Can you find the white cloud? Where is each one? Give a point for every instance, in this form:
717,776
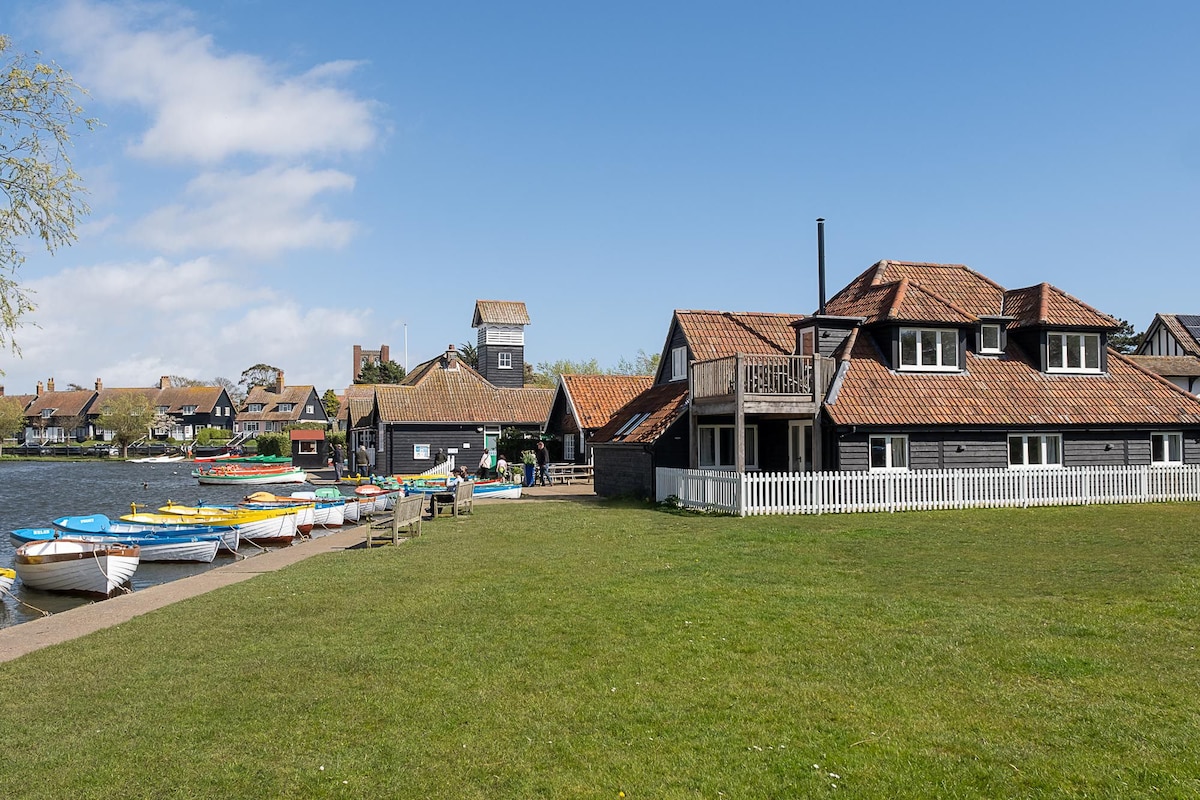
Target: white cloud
208,106
130,324
261,214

• • • • •

Write out every line of the records again, requests included, but shift each coordinate in the answers by adding -69 to it. Leave the pictures out.

- _ANSWER FOR THIS EXERCISE_:
Can you find the white cloud? Where is each one? Give a point for every instance, in this form:
717,776
Target: white cloud
139,37
61,255
192,145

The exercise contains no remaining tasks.